== EXERCISE REQUIREMENTS ==
Display each line in the records below that contains the word "instance", matching its case exactly.

╭──

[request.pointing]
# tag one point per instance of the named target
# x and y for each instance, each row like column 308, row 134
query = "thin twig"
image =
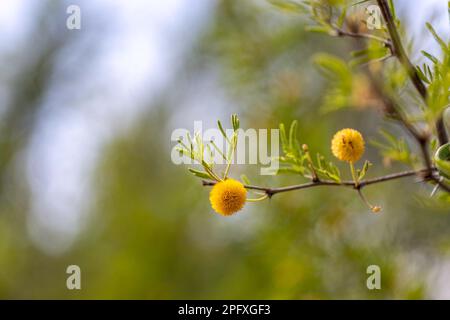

╰──

== TASK ANSWER ==
# tag one point per instance of the named target
# x and y for each instance, each row like column 308, row 134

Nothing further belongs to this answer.